*ASSIGNMENT*:
The lines needed are those from the start of the records through the line holding "[339,379], drawn from the photo above.", each copied exactly.
===== DATA SHOWN =====
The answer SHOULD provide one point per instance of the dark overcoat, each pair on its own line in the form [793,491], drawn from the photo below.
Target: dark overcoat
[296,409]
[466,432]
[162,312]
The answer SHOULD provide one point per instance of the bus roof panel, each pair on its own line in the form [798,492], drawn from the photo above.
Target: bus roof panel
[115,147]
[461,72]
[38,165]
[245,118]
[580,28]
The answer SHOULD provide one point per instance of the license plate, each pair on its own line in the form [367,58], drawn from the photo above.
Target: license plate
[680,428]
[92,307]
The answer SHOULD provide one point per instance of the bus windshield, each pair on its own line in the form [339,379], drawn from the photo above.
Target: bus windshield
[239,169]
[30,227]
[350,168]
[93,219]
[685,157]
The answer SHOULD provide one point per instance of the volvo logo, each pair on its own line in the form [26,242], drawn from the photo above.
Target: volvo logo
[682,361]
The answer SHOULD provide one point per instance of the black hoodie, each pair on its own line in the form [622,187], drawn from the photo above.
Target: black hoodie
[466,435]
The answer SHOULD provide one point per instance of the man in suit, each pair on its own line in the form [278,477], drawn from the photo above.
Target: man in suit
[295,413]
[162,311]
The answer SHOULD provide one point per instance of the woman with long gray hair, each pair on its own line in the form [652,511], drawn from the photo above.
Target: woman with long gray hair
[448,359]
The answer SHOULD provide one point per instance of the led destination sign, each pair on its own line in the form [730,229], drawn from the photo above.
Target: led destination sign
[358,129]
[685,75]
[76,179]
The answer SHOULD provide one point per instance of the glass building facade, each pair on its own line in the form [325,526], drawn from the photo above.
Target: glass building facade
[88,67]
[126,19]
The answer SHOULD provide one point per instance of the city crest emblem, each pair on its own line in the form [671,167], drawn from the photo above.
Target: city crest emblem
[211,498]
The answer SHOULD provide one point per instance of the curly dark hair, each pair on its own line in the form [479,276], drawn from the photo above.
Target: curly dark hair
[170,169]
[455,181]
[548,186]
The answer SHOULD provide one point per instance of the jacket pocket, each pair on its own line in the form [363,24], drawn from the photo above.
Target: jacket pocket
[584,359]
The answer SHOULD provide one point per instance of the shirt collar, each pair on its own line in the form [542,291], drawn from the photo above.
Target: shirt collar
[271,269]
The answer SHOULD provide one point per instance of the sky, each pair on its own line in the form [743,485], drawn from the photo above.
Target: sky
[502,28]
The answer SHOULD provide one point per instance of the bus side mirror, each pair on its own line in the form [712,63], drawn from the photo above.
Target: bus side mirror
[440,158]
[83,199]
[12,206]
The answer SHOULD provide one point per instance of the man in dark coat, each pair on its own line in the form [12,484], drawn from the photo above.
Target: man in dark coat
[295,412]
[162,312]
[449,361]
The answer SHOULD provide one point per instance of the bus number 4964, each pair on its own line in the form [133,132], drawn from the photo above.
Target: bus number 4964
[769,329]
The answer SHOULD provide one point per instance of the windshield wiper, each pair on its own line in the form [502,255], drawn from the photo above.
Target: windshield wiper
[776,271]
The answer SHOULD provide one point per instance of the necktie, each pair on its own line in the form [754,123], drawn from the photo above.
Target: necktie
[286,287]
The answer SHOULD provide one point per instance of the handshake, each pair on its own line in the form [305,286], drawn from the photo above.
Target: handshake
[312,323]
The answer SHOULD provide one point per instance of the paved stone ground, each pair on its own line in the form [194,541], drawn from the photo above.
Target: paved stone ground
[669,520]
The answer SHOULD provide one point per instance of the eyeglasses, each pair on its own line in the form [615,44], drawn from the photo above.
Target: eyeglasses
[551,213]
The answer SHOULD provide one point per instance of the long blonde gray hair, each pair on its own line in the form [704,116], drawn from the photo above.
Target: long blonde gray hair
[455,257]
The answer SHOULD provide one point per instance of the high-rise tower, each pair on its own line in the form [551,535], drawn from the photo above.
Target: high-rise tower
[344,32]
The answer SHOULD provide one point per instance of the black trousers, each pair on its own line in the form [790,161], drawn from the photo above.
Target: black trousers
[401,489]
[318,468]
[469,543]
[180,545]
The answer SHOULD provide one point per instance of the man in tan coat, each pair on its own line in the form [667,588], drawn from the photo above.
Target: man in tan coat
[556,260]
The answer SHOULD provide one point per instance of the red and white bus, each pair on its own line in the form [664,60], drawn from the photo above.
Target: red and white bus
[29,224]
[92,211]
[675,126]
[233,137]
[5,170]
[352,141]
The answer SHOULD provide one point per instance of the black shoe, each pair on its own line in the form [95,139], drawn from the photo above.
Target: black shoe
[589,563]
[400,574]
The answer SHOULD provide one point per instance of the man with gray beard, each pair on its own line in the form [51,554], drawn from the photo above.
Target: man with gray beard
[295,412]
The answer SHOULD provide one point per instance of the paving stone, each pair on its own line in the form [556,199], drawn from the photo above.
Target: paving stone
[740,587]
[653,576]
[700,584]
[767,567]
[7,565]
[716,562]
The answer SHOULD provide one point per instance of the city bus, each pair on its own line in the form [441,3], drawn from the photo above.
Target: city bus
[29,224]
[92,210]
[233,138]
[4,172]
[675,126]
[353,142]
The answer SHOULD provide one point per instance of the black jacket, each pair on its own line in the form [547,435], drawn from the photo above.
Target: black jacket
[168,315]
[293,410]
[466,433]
=====
*PROBLEM SOLUTION*:
The answer SHOULD provide one point per instance of the dark overcoat, each pair on its own line in the form [793,491], drawn from the photo below.
Target: dark overcoat
[296,409]
[466,432]
[162,312]
The answer SHOULD provide one point per instance of the bus roof panel, each pair on its own line in the form [798,492], drawn from the photo above.
Target: bus roof panel
[115,147]
[461,72]
[38,165]
[245,118]
[580,28]
The answer SHOULD provide one point per instance of the license plate, each pair on its own line in the form [367,58], drawn from the photo above.
Target: license plate
[680,428]
[92,307]
The answer SHOULD provide one point per instance of the bus windshield, each pair on its own line in the form [339,379], drawn from the photo above.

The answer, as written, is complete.